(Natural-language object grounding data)
--

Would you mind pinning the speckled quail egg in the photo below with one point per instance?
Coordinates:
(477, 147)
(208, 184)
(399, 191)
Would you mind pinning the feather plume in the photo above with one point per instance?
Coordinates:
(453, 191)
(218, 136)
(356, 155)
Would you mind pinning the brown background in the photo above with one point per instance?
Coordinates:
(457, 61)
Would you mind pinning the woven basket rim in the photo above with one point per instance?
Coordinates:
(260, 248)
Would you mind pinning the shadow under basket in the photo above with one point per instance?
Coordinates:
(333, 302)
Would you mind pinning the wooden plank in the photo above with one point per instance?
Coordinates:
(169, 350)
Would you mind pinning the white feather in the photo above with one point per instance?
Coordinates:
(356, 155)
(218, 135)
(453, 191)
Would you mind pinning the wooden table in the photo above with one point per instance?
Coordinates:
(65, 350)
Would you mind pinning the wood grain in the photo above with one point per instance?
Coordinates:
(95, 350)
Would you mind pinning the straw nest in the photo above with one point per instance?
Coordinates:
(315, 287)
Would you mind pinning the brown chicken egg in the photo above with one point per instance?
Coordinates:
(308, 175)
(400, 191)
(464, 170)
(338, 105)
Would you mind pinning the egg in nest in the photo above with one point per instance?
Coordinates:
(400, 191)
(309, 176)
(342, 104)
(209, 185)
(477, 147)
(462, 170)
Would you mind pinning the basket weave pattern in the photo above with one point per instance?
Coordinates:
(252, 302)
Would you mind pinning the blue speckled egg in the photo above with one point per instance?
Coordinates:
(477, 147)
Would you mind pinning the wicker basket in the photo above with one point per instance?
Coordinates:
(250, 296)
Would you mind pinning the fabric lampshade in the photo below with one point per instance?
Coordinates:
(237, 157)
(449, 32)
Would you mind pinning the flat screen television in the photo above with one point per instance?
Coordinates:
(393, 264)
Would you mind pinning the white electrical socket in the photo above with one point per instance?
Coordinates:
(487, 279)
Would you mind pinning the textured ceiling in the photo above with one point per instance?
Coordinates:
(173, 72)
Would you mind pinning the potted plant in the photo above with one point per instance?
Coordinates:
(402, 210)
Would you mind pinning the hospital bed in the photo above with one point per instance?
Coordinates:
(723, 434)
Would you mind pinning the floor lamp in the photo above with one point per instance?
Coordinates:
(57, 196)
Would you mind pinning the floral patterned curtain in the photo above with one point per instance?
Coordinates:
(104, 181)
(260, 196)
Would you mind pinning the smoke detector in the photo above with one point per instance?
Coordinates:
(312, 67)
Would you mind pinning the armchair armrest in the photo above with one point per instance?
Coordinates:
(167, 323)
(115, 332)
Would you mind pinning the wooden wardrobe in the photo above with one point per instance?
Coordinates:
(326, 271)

--

• _WORK REQUEST_: Would you reproduce all of the data exactly, without a single alteration?

• _FINISHED EXERCISE_:
Would you mind pinning the speckled quail egg in the photo below with one point per instance?
Coordinates:
(477, 147)
(208, 184)
(399, 191)
Would you mind pinning the feather plume in the photo above with one point per instance?
Coordinates:
(453, 191)
(218, 136)
(356, 155)
Would you mind pinning the brown background in the photo above with one point per instance?
Coordinates:
(457, 61)
Would you mind pinning the woven basket rim in the photo above with one point per instance?
Coordinates:
(260, 248)
Would you mind pinning the shadow under basket in the photo above with one point per instance?
Coordinates:
(333, 302)
Would you mind pinning the wooden plank in the photo above with one point per instance?
Coordinates:
(169, 350)
Would you mind pinning the white feather in the photo above with one point per instance?
Coordinates:
(356, 155)
(218, 135)
(453, 191)
Would you mind pinning the wooden table in the photo above with one point per instance?
Coordinates:
(65, 350)
Would you mind pinning the wood grain in the photo above with one point per instance?
Coordinates:
(95, 350)
Would you mind pinning the straw nest in the photo above with one point per instance?
Coordinates:
(315, 287)
Would you mind pinning the brown chicken egg in the photo above with one point per instance?
Coordinates:
(308, 175)
(400, 191)
(464, 170)
(338, 105)
Would you mind pinning the egg in nest in the photo above with one point per instance?
Coordinates:
(400, 191)
(309, 176)
(342, 104)
(209, 185)
(477, 147)
(462, 170)
Would you mind pinning the basket weave pattern in the photo above with one point per instance?
Coordinates:
(252, 302)
Would you mind pinning the blue speckled egg in the photo above with one point per instance?
Coordinates:
(477, 147)
Would you mind pinning the wicker basket in the photo above with one point per instance?
Coordinates:
(250, 296)
Would you mind pinning the fabric lampshade in the photo below with one point per instance?
Coordinates:
(237, 157)
(449, 32)
Would you mind pinning the flat screen television in the photo above with one point per instance?
Coordinates:
(393, 264)
Would you mind pinning the white electrical socket in the photo above with one point per instance?
Coordinates:
(487, 279)
Would you mind pinning the textured ceiling in the photo above with one point per instance?
Coordinates:
(173, 72)
Would you mind pinning the potted plant in the photo above with one point per instance?
Coordinates:
(402, 210)
Would you mind pinning the hospital bed in the photo above with one point per instance?
Coordinates:
(723, 434)
Would you mind pinning the floor lamp in the photo above with one point per instance?
Coordinates:
(57, 196)
Would you mind pinning the floral patterned curtain in the photo above with one point per instance?
Coordinates:
(104, 181)
(260, 196)
Would you mind pinning the smoke detector in the photo above with one point per instance?
Coordinates:
(312, 67)
Would you mind pinning the armchair armrest in the photo above with one point per instance?
Coordinates:
(167, 323)
(115, 332)
Would you mind pinning the wooden wardrobe in the photo above with one point per instance?
Coordinates:
(326, 271)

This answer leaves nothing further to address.